▶ **What to do**:
State how many lines of the entries below contain the string "star", treating uppercase and lowercase letters as distinct, and give only that number.

--

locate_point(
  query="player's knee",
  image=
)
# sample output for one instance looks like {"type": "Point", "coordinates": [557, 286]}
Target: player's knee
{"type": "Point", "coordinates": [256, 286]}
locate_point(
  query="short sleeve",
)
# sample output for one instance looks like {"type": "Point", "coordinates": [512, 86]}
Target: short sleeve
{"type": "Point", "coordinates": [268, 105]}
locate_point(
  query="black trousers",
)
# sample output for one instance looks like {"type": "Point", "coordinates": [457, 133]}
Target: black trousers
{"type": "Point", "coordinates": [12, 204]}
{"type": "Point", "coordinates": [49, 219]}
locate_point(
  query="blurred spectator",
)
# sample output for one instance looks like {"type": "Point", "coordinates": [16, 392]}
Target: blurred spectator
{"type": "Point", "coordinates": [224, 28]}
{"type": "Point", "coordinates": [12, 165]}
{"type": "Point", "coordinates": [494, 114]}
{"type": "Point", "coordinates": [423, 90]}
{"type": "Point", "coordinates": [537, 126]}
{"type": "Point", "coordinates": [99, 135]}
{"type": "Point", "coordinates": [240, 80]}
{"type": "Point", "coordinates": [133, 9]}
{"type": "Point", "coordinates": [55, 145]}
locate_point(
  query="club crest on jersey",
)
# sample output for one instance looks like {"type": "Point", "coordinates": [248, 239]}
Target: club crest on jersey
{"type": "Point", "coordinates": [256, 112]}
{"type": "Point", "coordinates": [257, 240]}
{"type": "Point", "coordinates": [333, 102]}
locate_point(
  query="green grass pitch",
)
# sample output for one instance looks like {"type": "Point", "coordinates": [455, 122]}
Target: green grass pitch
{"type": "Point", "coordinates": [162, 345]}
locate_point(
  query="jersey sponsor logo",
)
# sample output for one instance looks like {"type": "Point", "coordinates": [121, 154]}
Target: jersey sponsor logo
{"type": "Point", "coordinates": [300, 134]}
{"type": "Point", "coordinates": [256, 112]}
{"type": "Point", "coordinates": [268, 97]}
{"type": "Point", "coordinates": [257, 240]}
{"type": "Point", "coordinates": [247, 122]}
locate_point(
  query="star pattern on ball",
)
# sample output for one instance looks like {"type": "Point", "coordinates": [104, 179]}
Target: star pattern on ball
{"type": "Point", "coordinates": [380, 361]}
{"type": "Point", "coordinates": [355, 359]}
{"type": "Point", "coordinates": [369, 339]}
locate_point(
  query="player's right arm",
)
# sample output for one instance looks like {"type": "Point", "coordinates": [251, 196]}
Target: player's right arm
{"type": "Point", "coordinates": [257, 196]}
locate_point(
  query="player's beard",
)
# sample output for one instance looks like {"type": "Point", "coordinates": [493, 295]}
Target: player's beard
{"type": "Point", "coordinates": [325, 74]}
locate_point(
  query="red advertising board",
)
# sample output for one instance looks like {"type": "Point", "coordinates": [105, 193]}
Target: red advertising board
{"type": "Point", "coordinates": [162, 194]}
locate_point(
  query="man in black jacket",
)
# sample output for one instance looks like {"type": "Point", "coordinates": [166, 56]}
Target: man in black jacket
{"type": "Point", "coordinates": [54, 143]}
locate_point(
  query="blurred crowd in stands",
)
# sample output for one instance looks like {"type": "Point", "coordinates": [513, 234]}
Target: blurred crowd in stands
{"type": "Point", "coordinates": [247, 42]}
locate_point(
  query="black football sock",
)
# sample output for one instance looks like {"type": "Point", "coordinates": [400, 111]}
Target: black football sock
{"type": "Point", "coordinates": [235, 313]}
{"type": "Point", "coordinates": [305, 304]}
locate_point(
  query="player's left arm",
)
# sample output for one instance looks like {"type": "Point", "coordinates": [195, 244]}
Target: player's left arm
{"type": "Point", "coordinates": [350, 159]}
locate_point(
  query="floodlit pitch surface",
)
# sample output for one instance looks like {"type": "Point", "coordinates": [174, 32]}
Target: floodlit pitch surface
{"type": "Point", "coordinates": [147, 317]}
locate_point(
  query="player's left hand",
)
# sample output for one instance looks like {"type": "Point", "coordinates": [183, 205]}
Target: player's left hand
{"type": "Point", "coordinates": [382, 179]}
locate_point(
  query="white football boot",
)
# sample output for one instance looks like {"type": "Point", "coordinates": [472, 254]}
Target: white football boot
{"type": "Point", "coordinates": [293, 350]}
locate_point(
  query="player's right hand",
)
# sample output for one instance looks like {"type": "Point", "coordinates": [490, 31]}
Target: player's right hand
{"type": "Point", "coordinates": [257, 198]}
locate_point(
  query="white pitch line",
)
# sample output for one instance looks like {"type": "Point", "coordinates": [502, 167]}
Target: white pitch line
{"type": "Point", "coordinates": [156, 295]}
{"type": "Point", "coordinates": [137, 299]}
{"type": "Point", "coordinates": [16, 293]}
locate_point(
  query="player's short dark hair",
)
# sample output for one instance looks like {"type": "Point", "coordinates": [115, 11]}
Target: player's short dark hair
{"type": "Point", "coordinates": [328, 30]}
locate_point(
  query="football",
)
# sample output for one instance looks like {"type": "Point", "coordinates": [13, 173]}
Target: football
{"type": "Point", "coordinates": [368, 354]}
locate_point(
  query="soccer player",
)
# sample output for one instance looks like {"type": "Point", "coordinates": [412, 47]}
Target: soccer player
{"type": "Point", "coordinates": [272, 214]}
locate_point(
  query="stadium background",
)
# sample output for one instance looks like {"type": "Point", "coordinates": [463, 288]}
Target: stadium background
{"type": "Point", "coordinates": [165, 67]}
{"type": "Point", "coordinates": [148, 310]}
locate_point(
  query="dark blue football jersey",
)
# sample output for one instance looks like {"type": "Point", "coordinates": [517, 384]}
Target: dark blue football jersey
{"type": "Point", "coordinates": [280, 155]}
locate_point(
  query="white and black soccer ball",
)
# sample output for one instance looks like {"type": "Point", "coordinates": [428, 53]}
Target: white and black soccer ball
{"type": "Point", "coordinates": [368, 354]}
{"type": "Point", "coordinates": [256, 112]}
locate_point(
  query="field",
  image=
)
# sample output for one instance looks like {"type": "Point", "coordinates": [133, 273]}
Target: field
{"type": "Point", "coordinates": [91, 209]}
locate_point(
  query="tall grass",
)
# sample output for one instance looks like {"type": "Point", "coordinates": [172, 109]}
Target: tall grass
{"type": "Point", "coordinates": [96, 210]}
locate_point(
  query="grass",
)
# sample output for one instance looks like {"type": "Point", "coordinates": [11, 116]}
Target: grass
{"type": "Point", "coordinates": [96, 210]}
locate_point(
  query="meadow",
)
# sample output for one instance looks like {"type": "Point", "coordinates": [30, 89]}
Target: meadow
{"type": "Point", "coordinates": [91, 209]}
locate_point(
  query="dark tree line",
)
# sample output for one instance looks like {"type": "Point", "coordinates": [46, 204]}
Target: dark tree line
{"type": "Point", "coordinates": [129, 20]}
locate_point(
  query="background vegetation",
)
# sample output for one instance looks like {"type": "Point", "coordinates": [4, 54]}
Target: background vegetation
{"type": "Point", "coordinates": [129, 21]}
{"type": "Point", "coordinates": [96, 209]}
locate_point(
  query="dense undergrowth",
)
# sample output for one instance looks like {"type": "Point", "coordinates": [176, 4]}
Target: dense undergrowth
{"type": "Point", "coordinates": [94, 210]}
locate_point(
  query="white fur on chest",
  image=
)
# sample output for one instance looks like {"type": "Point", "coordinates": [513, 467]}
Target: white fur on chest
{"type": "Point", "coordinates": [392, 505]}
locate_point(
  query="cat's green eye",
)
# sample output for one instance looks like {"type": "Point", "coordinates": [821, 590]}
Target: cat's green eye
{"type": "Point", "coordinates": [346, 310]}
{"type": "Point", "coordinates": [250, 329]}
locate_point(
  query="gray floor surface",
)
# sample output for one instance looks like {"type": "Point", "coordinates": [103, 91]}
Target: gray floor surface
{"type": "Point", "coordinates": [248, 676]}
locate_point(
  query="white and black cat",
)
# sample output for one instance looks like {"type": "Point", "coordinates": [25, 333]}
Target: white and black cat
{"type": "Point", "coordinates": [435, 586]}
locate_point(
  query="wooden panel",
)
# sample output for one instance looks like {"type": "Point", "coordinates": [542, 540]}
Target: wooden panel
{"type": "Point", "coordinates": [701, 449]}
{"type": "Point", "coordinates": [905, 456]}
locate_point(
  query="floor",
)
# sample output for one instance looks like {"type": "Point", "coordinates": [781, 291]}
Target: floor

--

▶ **Reply**:
2